### The records
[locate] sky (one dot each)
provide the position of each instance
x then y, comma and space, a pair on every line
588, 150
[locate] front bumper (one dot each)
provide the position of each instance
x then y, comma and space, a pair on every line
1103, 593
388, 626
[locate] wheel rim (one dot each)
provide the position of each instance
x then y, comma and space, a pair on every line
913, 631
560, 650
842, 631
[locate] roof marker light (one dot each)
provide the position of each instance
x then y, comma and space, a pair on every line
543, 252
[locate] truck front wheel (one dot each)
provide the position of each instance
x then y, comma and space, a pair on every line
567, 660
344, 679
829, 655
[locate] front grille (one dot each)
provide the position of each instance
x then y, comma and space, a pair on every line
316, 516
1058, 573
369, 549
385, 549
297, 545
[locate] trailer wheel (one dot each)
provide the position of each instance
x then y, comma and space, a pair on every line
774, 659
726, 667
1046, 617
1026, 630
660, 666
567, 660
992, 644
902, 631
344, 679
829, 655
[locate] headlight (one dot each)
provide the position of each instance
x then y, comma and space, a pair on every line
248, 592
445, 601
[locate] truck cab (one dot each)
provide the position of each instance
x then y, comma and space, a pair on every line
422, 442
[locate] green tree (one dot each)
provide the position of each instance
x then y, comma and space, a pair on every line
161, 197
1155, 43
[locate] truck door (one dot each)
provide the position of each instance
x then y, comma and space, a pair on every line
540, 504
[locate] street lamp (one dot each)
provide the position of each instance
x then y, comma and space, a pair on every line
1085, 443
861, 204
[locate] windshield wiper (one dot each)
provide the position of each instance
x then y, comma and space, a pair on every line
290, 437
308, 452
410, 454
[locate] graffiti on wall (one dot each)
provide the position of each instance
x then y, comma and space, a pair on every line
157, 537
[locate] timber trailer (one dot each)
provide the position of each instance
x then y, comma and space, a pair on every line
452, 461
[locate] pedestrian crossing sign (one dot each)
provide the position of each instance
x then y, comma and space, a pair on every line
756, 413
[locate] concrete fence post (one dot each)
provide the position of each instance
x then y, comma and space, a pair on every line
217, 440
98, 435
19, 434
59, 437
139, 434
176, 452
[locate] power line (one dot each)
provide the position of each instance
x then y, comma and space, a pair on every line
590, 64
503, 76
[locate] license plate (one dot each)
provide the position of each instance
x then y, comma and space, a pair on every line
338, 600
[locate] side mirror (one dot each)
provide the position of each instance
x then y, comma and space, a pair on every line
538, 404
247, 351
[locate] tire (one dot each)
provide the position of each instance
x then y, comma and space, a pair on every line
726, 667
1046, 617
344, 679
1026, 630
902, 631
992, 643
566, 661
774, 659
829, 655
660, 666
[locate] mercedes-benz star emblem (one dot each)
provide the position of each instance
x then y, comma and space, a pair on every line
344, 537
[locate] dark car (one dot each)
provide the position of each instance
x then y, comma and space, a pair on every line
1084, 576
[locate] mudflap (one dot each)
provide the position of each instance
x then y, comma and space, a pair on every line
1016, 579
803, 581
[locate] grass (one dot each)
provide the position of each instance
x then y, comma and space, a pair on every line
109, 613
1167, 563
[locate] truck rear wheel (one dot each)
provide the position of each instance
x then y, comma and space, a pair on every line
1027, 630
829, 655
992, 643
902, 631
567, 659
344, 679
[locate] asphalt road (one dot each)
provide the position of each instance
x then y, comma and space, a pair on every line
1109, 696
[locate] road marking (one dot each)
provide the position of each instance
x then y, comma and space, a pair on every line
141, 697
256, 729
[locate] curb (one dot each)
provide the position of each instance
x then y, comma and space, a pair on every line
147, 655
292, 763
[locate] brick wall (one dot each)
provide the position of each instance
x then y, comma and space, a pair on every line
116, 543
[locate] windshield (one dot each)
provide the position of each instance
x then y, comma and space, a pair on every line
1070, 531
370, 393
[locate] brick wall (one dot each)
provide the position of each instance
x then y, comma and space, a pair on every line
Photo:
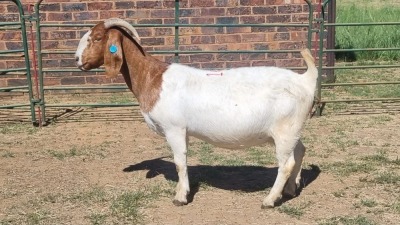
162, 38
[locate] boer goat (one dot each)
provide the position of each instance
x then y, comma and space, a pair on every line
239, 108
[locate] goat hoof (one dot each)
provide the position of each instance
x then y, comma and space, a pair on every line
179, 203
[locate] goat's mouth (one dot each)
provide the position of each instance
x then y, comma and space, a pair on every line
82, 67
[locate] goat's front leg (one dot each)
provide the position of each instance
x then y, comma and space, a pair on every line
177, 139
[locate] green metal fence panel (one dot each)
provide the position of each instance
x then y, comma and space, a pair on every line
321, 100
21, 25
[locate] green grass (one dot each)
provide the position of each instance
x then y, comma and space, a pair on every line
351, 37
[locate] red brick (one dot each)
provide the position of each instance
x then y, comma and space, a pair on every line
278, 18
281, 37
286, 9
92, 6
239, 11
50, 7
162, 13
202, 3
253, 38
230, 38
228, 57
149, 4
16, 82
203, 39
86, 16
237, 64
252, 2
110, 14
212, 12
59, 16
252, 56
202, 57
252, 19
213, 65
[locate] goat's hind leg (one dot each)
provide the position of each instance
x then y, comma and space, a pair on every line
177, 139
294, 180
286, 160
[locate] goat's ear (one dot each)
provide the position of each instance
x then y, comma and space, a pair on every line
113, 54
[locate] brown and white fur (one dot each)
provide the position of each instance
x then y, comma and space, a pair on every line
242, 107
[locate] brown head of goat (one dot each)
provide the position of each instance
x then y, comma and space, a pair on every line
114, 43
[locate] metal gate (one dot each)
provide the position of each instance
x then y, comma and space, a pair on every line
25, 71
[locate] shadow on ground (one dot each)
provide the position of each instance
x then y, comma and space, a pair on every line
236, 178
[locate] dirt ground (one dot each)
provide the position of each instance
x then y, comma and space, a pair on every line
75, 170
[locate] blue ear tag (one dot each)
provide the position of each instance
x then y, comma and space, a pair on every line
113, 49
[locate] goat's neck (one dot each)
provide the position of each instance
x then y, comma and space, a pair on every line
142, 74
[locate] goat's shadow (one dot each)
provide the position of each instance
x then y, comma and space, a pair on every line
239, 178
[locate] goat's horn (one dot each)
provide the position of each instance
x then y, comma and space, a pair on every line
121, 23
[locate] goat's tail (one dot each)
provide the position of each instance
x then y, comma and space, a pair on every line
309, 59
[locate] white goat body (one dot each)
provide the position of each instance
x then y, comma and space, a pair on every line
234, 108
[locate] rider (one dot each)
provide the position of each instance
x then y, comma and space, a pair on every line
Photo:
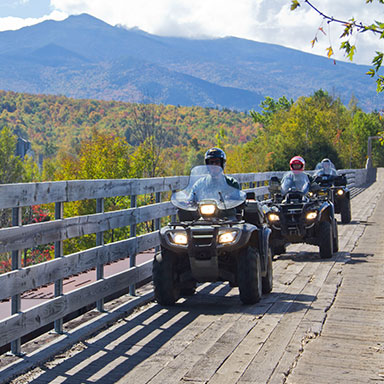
216, 156
215, 159
296, 178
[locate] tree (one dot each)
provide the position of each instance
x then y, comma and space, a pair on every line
102, 156
11, 166
147, 132
351, 27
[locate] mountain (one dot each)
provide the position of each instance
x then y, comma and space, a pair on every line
83, 57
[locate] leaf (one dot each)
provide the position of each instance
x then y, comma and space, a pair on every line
371, 72
294, 4
351, 52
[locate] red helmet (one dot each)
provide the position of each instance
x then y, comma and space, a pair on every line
297, 164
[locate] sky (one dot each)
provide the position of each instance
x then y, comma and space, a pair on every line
268, 21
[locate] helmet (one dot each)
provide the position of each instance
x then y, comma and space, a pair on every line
215, 153
326, 162
297, 164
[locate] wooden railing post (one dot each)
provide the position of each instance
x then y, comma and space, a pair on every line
100, 241
157, 221
59, 208
132, 258
16, 264
173, 217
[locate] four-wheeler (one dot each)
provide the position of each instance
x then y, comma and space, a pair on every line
220, 235
327, 177
297, 216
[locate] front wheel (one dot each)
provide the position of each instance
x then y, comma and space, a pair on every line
167, 289
326, 240
345, 211
267, 280
249, 275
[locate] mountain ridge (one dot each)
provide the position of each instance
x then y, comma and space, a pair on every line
85, 57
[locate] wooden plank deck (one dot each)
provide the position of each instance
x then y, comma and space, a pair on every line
322, 323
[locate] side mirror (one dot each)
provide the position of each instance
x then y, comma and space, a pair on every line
251, 196
274, 185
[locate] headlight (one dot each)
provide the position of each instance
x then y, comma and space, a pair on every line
179, 237
227, 237
311, 215
207, 209
273, 217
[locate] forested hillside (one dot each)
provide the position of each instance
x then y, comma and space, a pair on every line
159, 140
89, 139
54, 123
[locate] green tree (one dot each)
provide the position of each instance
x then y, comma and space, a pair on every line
11, 166
351, 27
311, 127
102, 156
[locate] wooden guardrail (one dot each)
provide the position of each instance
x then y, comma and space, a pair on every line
19, 237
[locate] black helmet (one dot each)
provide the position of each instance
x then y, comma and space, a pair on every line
215, 153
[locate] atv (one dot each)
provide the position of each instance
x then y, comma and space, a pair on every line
337, 185
219, 236
299, 213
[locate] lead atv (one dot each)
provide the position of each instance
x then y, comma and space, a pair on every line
296, 216
327, 177
212, 241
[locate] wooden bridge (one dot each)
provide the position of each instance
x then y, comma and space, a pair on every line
209, 337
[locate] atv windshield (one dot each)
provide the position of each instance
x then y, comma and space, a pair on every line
325, 168
295, 182
208, 183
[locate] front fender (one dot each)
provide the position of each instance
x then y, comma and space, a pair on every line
327, 211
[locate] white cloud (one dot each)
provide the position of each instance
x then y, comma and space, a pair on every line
261, 20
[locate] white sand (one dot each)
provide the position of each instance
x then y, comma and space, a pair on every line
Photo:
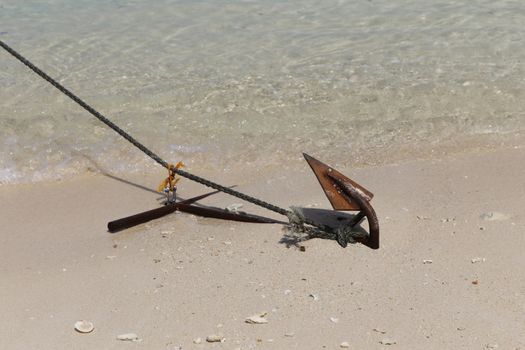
182, 277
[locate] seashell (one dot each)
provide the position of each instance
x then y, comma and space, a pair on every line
215, 338
128, 337
84, 326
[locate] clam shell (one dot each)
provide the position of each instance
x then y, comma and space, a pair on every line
83, 326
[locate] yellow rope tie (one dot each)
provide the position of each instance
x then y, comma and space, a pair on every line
170, 183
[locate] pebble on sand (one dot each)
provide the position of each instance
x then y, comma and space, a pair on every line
257, 319
84, 326
215, 338
494, 216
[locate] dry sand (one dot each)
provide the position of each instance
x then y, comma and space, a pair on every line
182, 277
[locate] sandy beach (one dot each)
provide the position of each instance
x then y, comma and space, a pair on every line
449, 274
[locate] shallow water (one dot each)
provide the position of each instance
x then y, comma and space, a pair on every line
229, 84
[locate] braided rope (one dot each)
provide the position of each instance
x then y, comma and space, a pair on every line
136, 143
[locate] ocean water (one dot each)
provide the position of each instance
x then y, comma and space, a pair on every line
225, 85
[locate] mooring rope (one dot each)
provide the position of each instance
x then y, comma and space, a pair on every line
136, 143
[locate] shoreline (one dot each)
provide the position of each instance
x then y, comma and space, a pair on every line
437, 281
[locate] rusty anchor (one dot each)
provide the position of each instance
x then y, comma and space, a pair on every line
342, 192
347, 195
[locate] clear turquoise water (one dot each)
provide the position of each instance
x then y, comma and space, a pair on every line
231, 84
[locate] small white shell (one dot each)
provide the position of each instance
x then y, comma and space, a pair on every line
215, 338
257, 319
84, 326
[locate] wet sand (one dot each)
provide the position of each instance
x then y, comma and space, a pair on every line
449, 273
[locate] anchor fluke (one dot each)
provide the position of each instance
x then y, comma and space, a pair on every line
346, 194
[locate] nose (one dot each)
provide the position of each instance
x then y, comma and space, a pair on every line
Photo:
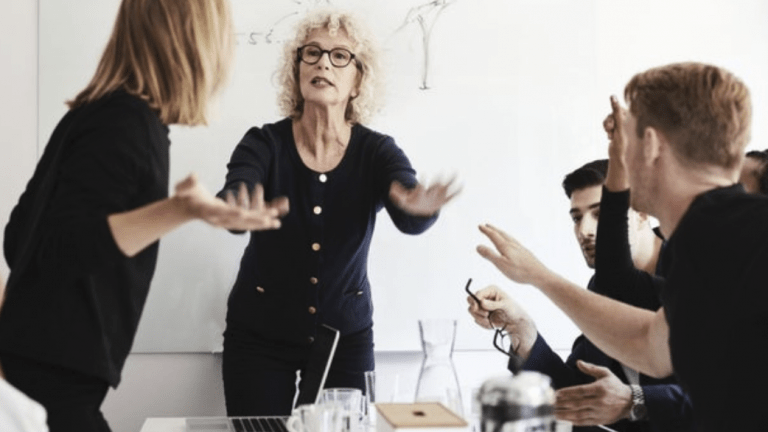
588, 227
325, 60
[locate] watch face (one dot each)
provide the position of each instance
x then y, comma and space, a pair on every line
639, 412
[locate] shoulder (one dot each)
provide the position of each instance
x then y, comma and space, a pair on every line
368, 136
275, 134
121, 108
18, 412
724, 212
722, 225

### Your goal
In the records above, locate the line with "[locate] small white shell (one dot each)"; output it and each line after it through the last one, exactly, omitting pictures.

### Task output
[locate] small white shell (one dot each)
provide the position of each instance
x then y, comma and space, a pair on every line
215, 338
257, 319
84, 326
[locate] wet sand (one dot each)
provide the position of each instance
x then y, comma and space, a pair on every line
449, 273
[locate] anchor fluke (one dot each)
provide the position of each instance
x then y, comma and space, a pair on every line
346, 194
[locate] nose (one dot each)
provide the position of each instance
x then y, comma and space, a pair on every line
Photo:
588, 227
325, 60
[locate] watch face (one dot each)
provide the position of each instance
x then y, comma and space, a pair on every line
639, 412
[locate] shoulder (one dot each)
provide the position of each instance
x then y, comma and space, a pair on every line
368, 136
275, 134
121, 108
18, 412
724, 212
722, 225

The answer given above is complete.